Task to carry out ::
In the blog post below, find the section headed "Guardian: a fault-tolerant operating system" and list every computer system, operating system, or computer maker that it names.

Tuesday, September 22, 2009

Guardian: a fault-tolerant operating system

This chapter gives a very nostalgic trip down memory lane, and has much more of a hardware-themed contents than the earlier papers that we have come across so far. It is interesting to note how Tandem handled the limitations of address space. I am not clear as to why later versions of Tandem considered duplication of memory as an option. Also now that we are on the subject of building reliable systems, it seems to me that all kinds of inefficient solutions to providing component dependability such as freezing a CPU in cases of failure etc, had been under consideration. In a further paper by Lee et al, the causes of software failure in Guardian are analysed in detail. The authors found out that 77% of software failures are caused by software problems themselves. It looks to me that the single failure tolerance of the guardian system is not actually beneficial. Another study found that memory management is the main source of software problems in Guardian. Guardian seemed to have performed better in terms of number of faults, as compared to the pre-existing machines of that time, mainly IBM and VAX. Given the detail to which this chapter analyses the strengths and weaknesses in the design of Guardian, I think it should still serve as a case in-study(inspite of the era in which it was developed) in the design of similar systems now.

Big Ball of Mud

One of the major themes in this paper is the fact that a big ball of mud pattern may not always be detrimental, atleast during the initial stages of the development of a software. For a variety of reasons, such as lack of time or resources, this may indeed be the best way to go, and is prevalent in many software designs. I like the "teachable moment" kind of advice that is given in the paper that these systems must be studied in detail to further understand what they accomplish, and maybe learn lessons, and incorporate the changes in the design of new systems. Technology shifts, for this reason, are good drivers of change for such systems.

Provided data ::
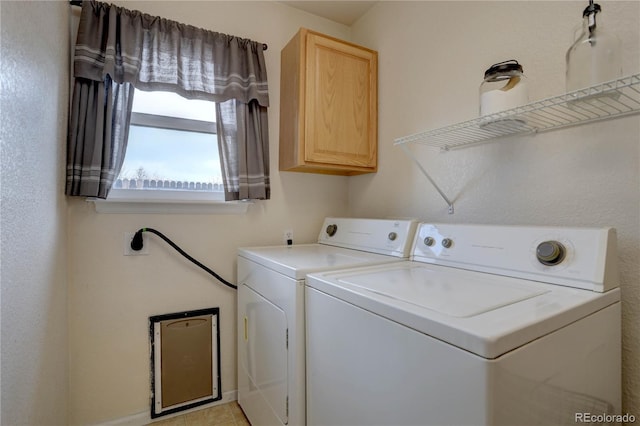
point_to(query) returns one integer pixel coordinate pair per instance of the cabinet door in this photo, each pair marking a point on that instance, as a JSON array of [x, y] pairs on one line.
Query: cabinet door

Solution to the exercise ::
- Guardian
- Tandem
- IBM
- VAX